PROBLEM =>
Copy every line below precisely, leaving nothing out.

(Referring expression data)
╭──

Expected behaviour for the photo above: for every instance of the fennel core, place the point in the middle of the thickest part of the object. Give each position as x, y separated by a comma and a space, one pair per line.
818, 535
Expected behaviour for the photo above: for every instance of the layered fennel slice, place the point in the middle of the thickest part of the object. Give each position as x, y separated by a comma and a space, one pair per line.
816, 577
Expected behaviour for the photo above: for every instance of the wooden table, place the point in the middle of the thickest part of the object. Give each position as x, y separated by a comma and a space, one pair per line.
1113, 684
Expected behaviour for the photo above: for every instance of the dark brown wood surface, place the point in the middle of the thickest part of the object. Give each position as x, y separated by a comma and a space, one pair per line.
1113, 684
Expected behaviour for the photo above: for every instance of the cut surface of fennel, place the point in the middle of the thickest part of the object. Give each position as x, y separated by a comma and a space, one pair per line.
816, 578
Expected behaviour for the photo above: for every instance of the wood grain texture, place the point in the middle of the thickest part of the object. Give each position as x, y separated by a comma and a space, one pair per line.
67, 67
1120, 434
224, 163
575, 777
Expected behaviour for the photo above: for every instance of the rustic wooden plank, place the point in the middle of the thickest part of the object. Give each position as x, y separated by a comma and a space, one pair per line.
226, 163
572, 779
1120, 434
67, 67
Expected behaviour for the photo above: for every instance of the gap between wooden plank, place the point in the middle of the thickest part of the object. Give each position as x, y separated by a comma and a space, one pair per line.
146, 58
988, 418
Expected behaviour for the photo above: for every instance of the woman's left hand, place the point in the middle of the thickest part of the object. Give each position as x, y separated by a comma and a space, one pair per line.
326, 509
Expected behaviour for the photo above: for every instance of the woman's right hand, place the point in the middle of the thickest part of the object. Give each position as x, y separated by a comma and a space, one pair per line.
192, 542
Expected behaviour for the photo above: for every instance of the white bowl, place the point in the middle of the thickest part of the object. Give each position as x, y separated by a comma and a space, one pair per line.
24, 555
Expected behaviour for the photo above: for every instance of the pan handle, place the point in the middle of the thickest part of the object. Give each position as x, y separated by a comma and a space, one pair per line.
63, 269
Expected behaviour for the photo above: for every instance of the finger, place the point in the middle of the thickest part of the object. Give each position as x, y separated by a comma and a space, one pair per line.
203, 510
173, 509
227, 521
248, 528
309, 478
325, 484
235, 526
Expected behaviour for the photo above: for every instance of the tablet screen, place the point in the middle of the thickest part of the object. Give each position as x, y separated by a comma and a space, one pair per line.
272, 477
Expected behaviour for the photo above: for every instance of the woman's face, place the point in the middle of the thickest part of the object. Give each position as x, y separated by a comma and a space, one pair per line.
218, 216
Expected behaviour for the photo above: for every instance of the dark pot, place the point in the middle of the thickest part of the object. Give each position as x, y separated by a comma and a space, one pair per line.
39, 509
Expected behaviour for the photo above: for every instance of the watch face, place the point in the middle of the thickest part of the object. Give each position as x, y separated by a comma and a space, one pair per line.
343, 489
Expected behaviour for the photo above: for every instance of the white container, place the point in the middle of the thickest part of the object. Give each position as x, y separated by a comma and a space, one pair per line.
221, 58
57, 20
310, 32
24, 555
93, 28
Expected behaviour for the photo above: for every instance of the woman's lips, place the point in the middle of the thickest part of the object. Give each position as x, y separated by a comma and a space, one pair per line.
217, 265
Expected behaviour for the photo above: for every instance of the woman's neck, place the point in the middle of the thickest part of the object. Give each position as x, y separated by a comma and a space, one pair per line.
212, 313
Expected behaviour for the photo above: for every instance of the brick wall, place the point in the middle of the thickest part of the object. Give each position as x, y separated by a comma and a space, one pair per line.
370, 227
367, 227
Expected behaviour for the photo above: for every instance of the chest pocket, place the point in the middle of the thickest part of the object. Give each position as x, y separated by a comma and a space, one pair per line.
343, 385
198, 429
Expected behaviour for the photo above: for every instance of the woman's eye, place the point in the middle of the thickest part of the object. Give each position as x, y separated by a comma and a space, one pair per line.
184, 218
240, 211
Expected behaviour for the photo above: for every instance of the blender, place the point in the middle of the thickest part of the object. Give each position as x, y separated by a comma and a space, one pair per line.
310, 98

╰──

TASK RESULT =>
Expected behaviour for the photo above: for every instance of the fennel core, place the point in the middle of the thickest part of the object. Give each position as x, y separated by a comma and a space, one pair per line.
818, 535
Expected behaviour for the photo above: for every instance of the layered fennel slice, place the point in the middle of the thickest part of the object. Give each position as x, y separated by a comma and a space, one pair per line.
816, 577
Expected behaviour for the photo above: for every instance of the wooden table, place the point in the middle of the thickest part of the object. Give each position as x, y separated by a comma and a space, one pair per line.
1113, 684
Expected behaviour for the photo above: for every instance of the dark brown wood surface, place the point in the middle of the thickest part of the object. Give each position as x, y separated by a comma and a space, one pair per line.
1113, 684
Expected behaviour for the photo above: for every instance of the cut surface of fennel, place the point in the middle of the thickest part of the object. Give each position as x, y separated by a comma and a space, one pair per line.
816, 578
Expected behaviour for the photo above: for every instance of the wood grain texture, place the point in the middle of the thickest part of the object. Give each position as x, y separated by a comma and a space, one pair per line.
67, 67
1120, 434
224, 163
575, 777
Expected behaviour for the photo above: for every instance of the rustic wooden plank, place the point in the middle of the thickest part of the object. Give each position as x, y separated by a comma and a space, one pair per line.
226, 163
572, 779
1120, 434
67, 67
Expected behaviour for the photo above: for every instance of the gap between wooden plank, place the point in the middle of the thickest part of the object. Give each position as x, y separated by a comma and a space, one pair per line.
146, 58
988, 418
Expected behaviour for the photo above: for every instance of the woman's left hand, place the point in the middle of the thickest part of the object. Give each position as x, y separated by a comma and a space, one pair per line.
326, 509
Expected behaviour for the photo above: for every instance of the woman's right hand, place the point in the middle of the thickest part of the object. Give each position as x, y separated by a comma and a space, one pair per line.
192, 542
Expected behaviour for the photo above: for every instance of the white bowl, place the point in the middle of the thickest part of the object. Give each position as x, y separated by a comma and a space, one pair per line.
24, 555
Expected behaviour for the photo above: for every instance of the pan handle, place the point in the middle of the thickest part of the object. Give each position as x, y separated by a comma and a space, one pair per line.
63, 269
Expected behaviour for the photo above: for every instance of the finger, place the point in the middle of the thickest part of the object. Give each position as x, y separated by a comma and a space, one pair per line.
203, 510
173, 509
227, 521
248, 528
309, 478
325, 484
235, 526
Expected behaviour for the photo above: for every instance of the tablet screen, place the point in the middle of the thickest part of the object. Give each position as x, y separated by a comma and a space, one pair per line.
272, 477
Expected behaviour for the photo above: for every instance of the woman's face, place the point in the middle of the thickest part of the object. Give each position as x, y separated by a comma and a space, one pair per line.
218, 216
Expected behaviour for the photo above: for every instance of the dark pot, place the point in the middle of the thickest part of the object. Give each position as x, y separated by a comma and a space, one pair per line.
39, 509
Expected behaviour for the photo above: for every instance of the watch face, place the point in the middle of the thickest part of the object. Give each position as x, y separated by a comma and a space, one pair per line.
343, 489
Expected behaviour for the photo above: for every instance of the white container, place the point in the middle of the thickest part of the object. Give each position as x, y separated by a comma and a space, one pair per line.
221, 58
57, 20
310, 32
24, 555
93, 28
Expected behaviour for the photo above: for every instance of the woman's lips, place the point in the middle of the thickest part of the object. Give each position as x, y separated by a comma and a space, one pair per line.
217, 265
Expected behaviour for the photo above: for every instance of the woman's neck, place the point in the middle of the thickest part of the object. Give each position as x, y separated by a comma and a space, one pair per line.
212, 313
Expected behaviour for the photo above: for every instance of the brick wall, place the point in the middle of the thickest part of the object. Give each position as x, y separated by a comma and a space, one pair per line.
370, 227
367, 227
Expected behaviour for the photo above: for every instance of the chest pocket, place the point in the middle of the thickest part of the object. Give each position as x, y separated by a comma and a space, one pair per line.
343, 385
198, 429
Expected behaviour for the photo above: for every instance of the woman's eye, place the point in the middle of the thickest part of the object. Give each position as x, y separated by a comma and a space, one pair per line.
184, 218
240, 211
Expected behaviour for the photo above: for every instance of the blender, place the point in the middle of the thickest part of the object. Give each position as x, y separated by a comma and a space, one pair per line.
310, 98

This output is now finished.